Starting at the top line and ending at the bottom one, repeat the entries exactly and drop every picture.
:: DATA FOR THE TASK
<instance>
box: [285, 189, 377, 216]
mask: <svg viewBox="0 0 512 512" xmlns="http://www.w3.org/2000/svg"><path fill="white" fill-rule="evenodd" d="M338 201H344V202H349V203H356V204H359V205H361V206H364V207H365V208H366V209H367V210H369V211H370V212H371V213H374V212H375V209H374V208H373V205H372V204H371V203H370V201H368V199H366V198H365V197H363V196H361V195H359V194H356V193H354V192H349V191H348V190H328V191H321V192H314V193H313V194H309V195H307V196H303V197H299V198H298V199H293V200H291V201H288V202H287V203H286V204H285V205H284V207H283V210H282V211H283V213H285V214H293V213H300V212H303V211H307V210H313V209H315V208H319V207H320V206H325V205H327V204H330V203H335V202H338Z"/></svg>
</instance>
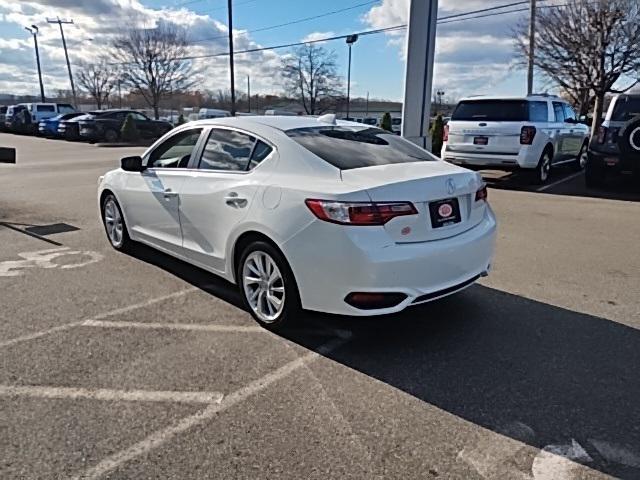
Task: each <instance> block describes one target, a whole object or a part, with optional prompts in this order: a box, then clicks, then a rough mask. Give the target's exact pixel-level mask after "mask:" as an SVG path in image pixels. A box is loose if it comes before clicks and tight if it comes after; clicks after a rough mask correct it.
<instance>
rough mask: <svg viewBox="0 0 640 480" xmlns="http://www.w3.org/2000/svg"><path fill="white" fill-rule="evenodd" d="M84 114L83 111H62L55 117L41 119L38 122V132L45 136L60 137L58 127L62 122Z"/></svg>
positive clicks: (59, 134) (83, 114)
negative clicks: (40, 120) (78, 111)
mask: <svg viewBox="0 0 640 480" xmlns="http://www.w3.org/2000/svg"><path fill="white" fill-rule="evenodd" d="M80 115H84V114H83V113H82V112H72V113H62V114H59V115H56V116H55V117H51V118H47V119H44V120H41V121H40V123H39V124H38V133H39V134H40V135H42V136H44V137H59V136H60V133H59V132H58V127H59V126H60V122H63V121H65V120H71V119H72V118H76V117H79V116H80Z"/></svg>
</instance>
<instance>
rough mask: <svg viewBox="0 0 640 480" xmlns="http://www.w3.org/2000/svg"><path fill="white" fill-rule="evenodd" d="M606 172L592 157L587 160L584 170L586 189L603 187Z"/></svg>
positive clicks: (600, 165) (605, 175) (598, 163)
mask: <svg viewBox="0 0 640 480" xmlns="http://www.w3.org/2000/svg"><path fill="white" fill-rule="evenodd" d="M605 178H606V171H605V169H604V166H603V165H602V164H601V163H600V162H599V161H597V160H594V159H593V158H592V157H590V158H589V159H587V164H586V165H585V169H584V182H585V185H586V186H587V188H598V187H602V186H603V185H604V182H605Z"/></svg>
::::
## YOUR RESPONSE
<instance>
box: [285, 189, 377, 216]
mask: <svg viewBox="0 0 512 512" xmlns="http://www.w3.org/2000/svg"><path fill="white" fill-rule="evenodd" d="M338 201H344V202H349V203H356V204H359V205H361V206H364V207H365V208H366V209H367V210H369V211H370V212H371V213H374V212H375V209H374V208H373V205H372V204H371V203H370V201H368V199H366V198H365V197H363V196H361V195H359V194H356V193H354V192H349V191H348V190H328V191H321V192H314V193H313V194H309V195H307V196H303V197H299V198H298V199H293V200H291V201H288V202H287V203H286V204H285V205H284V207H283V210H282V211H283V213H285V214H293V213H300V212H303V211H307V210H313V209H315V208H319V207H320V206H325V205H327V204H330V203H335V202H338Z"/></svg>
</instance>
Task: each <instance> block describes one target, a whole object or a part, with optional prompts in this order: a box, then clicks, then a rough mask. Give the target's exact pixel-level mask after "mask:" as an SVG path in image pixels. A box is loose if it comes before clicks and tight if it comes after; clicks after a rough mask correct it.
<instance>
rough mask: <svg viewBox="0 0 640 480" xmlns="http://www.w3.org/2000/svg"><path fill="white" fill-rule="evenodd" d="M84 114L83 111H62L55 117L41 119L38 122V132L45 136L60 137L58 127L62 122Z"/></svg>
positive clicks: (59, 134) (83, 114)
negative clicks: (40, 120) (78, 111)
mask: <svg viewBox="0 0 640 480" xmlns="http://www.w3.org/2000/svg"><path fill="white" fill-rule="evenodd" d="M80 115H84V114H83V113H82V112H72V113H62V114H59V115H56V116H55V117H51V118H47V119H44V120H41V121H40V123H39V124H38V133H39V134H40V135H42V136H44V137H59V136H60V133H59V132H58V127H59V126H60V122H63V121H65V120H71V119H72V118H76V117H79V116H80Z"/></svg>
</instance>
<instance>
rough mask: <svg viewBox="0 0 640 480" xmlns="http://www.w3.org/2000/svg"><path fill="white" fill-rule="evenodd" d="M606 172L592 157L587 160L584 170L586 189L603 187Z"/></svg>
positive clicks: (600, 165) (605, 175) (598, 163)
mask: <svg viewBox="0 0 640 480" xmlns="http://www.w3.org/2000/svg"><path fill="white" fill-rule="evenodd" d="M605 178H606V171H605V169H604V166H603V165H602V164H601V163H600V162H599V161H597V160H594V159H593V158H592V157H590V158H589V159H587V164H586V165H585V169H584V182H585V185H586V186H587V188H598V187H602V186H603V185H604V182H605Z"/></svg>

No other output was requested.